• EXERCISE DIRECTIONS: Write out the data exactly as given, dropping every picture.
------------------------------------
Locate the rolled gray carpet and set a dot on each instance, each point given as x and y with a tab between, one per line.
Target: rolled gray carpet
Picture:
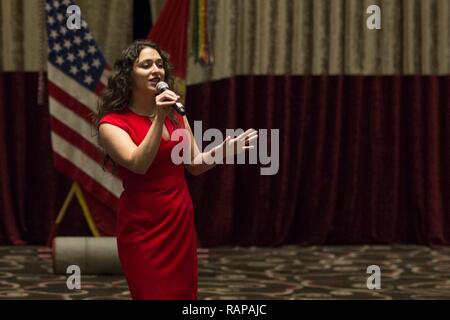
93	255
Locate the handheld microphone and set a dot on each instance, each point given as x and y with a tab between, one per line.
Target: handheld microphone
178	107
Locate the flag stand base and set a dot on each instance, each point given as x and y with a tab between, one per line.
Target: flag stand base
76	191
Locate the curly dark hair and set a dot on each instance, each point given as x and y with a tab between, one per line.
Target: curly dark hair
116	97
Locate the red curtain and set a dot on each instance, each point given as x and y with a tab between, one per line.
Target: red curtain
362	160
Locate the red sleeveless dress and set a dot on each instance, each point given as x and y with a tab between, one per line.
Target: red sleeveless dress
156	236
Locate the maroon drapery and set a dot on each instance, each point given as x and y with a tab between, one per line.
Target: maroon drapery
32	191
362	160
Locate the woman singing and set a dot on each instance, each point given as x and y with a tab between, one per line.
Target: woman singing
156	235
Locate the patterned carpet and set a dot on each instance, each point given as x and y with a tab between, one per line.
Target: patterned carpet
288	272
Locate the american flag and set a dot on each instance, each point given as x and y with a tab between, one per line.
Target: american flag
77	73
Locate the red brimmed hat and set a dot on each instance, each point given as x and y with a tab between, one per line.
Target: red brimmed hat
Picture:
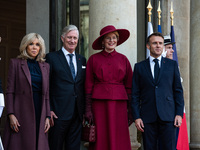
123	36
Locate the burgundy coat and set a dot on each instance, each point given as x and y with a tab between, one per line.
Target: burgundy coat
19	101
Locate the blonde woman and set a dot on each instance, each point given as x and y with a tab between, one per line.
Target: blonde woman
27	97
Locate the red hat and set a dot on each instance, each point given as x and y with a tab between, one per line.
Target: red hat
123	36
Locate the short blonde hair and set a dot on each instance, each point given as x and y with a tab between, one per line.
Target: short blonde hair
27	39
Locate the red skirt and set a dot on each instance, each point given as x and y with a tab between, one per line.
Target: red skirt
111	122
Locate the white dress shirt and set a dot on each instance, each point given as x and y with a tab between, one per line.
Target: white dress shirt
68	58
152	63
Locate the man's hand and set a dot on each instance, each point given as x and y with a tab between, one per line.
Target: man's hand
53	115
139	124
178	121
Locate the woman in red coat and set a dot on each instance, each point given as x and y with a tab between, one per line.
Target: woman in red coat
27	97
108	88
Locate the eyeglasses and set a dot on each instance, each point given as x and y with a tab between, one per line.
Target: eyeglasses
111	38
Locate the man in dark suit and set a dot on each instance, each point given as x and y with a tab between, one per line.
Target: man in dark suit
67	77
157	97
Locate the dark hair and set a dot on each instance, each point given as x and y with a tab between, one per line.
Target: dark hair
154	34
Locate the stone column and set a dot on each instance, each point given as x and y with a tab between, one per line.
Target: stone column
182	34
121	14
37	19
194	75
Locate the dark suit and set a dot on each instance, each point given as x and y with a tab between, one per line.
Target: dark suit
66	99
158	103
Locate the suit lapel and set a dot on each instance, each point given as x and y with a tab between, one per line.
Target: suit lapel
162	67
148	69
26	70
65	64
79	66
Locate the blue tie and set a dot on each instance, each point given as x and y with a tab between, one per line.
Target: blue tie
71	65
156	69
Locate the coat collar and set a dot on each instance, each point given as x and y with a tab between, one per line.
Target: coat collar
26	71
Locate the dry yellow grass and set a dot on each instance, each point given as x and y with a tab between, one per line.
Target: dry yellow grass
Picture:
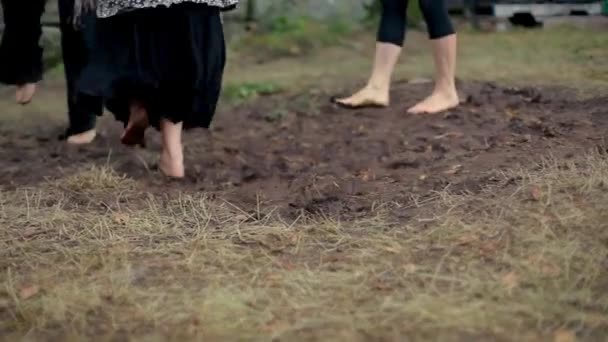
521	262
94	257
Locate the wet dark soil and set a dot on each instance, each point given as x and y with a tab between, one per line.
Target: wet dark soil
301	153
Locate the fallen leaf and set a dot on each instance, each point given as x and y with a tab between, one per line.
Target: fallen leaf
455	135
510	281
410	268
490	247
453	170
511	113
466	239
365	175
562	335
28	292
536	193
120	218
551	270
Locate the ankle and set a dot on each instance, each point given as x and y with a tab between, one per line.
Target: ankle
447	87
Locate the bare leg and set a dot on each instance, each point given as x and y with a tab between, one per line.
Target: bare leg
377	90
136	128
82	138
25	93
444	95
172	156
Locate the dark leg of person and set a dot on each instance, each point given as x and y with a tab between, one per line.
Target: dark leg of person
83	109
391	36
20	52
444	43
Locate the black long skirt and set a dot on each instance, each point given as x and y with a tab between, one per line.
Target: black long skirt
168	59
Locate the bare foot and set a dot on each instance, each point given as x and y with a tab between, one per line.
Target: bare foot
135	133
369	96
172	165
438	102
25	93
82	138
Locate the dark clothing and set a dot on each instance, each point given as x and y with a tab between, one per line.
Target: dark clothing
168	59
21	55
393	23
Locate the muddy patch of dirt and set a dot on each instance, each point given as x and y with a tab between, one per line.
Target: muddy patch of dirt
303	157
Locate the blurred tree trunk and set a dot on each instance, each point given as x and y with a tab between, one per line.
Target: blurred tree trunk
250	15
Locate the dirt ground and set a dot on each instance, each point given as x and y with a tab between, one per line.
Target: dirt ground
304	154
301	221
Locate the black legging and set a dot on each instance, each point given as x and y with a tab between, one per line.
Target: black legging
394	20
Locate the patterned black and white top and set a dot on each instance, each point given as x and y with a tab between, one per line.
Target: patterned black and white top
108	8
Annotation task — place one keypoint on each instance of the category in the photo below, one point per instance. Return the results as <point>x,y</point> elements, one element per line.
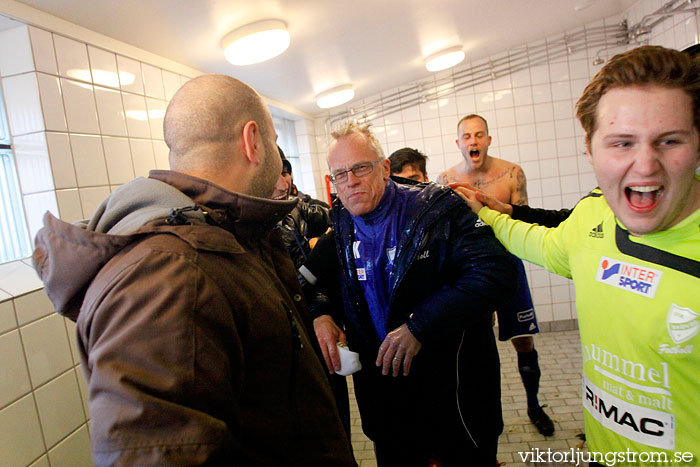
------------------------------------
• ANSWER SECTION:
Locate the rolled gray carpet and set a dot on each instance, each point given as x and y with a tab between, one per line.
Target: rolled gray carpet
Picture:
93	255
Locate the handheld microphone and set a dot on each instance, each point given as x and y with a tab between, one per line.
Target: handheld microphone
178	107
Locate the flag stand base and set a dot on each instance, each point given as x and y with a tab between, one per line.
Target: flag stand base
76	191
Locate the curly dark hair and set a dot on each instance, each point given as x and y with a tab between, one per line.
Target: curly dark hair
116	97
Locate the red curtain and set a dot on each instance, each point given as x and y with a tab between, one per line.
Target: red curtain
362	160
Locate the red sleeveless dress and set a dot on each instance, each point given as x and y with a tab between, one per line.
Target: red sleeveless dress
156	236
Locate the maroon drapery and set a dot on each instance, each point given as x and y with a tab between, one per line.
Target: maroon drapery
32	191
362	160
Locate the woman singing and set a dot on each instance, each point given as x and y with a tab between, one per line.
Target: woman singing
156	235
Locate the patterned carpet and set a dot on each instance, each point given as x and y with a tab between, one per line.
Target: patterned carpet
288	272
Locate the american flag and set a dot on each instance, each point given as x and y with a tab between, one per line.
Target: american flag
77	73
Locate the red brimmed hat and set a dot on each instance, each point given as x and y with a tab between, one per line.
Target: red brimmed hat
Picture:
123	36
Locate the burgundy coat and set a dot on each instance, each point given as x and y with a tab between, one per line.
Target: burgundy coat
19	101
Locate the blonde woman and set a dot on each instance, each point given as x and y with a tab between, one per line.
Target: blonde woman
27	97
Locate the red hat and set a dot on each instance, each point given as x and y with a tab between, one per line.
Target: red hat
123	36
Locate the short blonde hair and set a dot on each instance, each point given as x and y with a tab between, one per line.
Target: short blonde hair
27	39
Locate the red skirt and set a dot on each instance, each point given as x and y with a tab between, one per line.
Target: red skirt
111	122
Locate the white dress shirt and set a dot on each instance, each point given as x and y with a tab between, one per line.
Target: white dress shirt
68	58
152	63
Locate the man's hand and set a dot on each instance, each point given as x and y with a tab between, one per line.
Target: man's hand
53	115
139	124
178	121
Locate the woman in red coat and set a dot on each instance, each point given as x and y with a tab between, one per line.
Target: woman in red coat
27	97
108	88
Locate the eyeglasses and set a dot on each instance, each point given as x and y with a tab between, one per line.
Target: eyeglasses
111	38
Locate the man in dark suit and set a dot on each instance, each point given as x and y with a tab between, one per line.
Target: man in dark suit
67	77
157	97
Locate the dark hair and set a dot on each instance, each point given as x and y with a tab between, one per line.
Target: dark hair
154	34
Locate the stone column and set a dot on each instance, each point given as x and y with a tab between, one per line.
Target: stone column
182	34
121	14
37	19
194	75
Locate the dark suit and set a dot on each instance, each point given as x and y with a tab between, one per line.
Target: dark suit
66	99
158	103
Locate the suit lapel and set a dot on each instance, each point given as x and y with a tab between, one per line.
Target: suit lapel
162	67
148	69
26	70
65	64
79	66
Locate the blue tie and set a dot on each instance, each point given as x and y with a tab between, one per line.
Target: blue tie
71	65
156	69
Locate the coat collar and set a dot on each instance, each point given as x and y with a tab between, one per line.
Target: coat collar
26	71
Locate the dry yellow grass and set a dot on each instance, each point given as x and y with a tab between, one per line.
Target: dry yellow grass
Picture:
521	262
94	257
Locate the wet dark soil and set a dot on each instance, each point given as x and y with a tab between, one per line.
Target: wet dark soil
301	153
Locate the fallen leaf and set a dot on each instance, each point given as x and y with a tab between, one per line.
Target: fallen leaf
455	135
510	281
410	268
490	247
453	170
511	113
466	239
365	175
562	335
28	292
536	193
120	218
551	270
Locate the ankle and set a dot on each instance, each point given as x and y with a tab between, one per line.
Target: ankle
447	87
Locate the bare leg and set a dot on each instance, each point given as x and y with a tab between, one per line.
Target: bare leg
377	90
136	128
82	138
25	93
444	95
172	156
Locate the dark leg of person and set a dot on each instance, each point given as x and y with a tab between, one per line.
Target: dark leg of person
83	109
391	36
20	52
444	43
Locate the black long skirt and set a dot on each instance, each point given as x and y with a tab between, one per line.
Target: black long skirt
168	59
Locate the bare foot and set a dot on each instance, each point given as x and y with a tab between, one per line.
Target: bare foot
135	133
369	96
172	165
438	102
25	93
82	138
Locate the dark clothing and set a dot on each instance, each point given as x and y with a tab between, one per line.
Target: dark clothing
168	59
21	55
393	23
Locate the muddy patch of dirt and set a dot on each instance, each point given as x and y with a tab between, one per line.
Target: muddy patch of dirt
303	157
Locate the blurred tree trunk and set a dot on each instance, each point given as x and y with a tab between, one per line.
Target: blurred tree trunk
250	15
Locate the dirt ground and set a dot on each instance, each point given as x and y with a tab between, one per line.
Target: dirt ground
304	154
301	221
Locate the black legging and set a dot on each instance, each point given as x and y with a tab between, one per line.
Target: black legging
394	20
Locate the patterned black and white top and set a dot on each instance, each point given as x and y with a tab between, one per line.
Target: patterned black and white top
108	8
Annotation task — place one keypoint on each instance of the category in the photo below, one point per instance. Return the results as <point>x,y</point> elements, one element per line.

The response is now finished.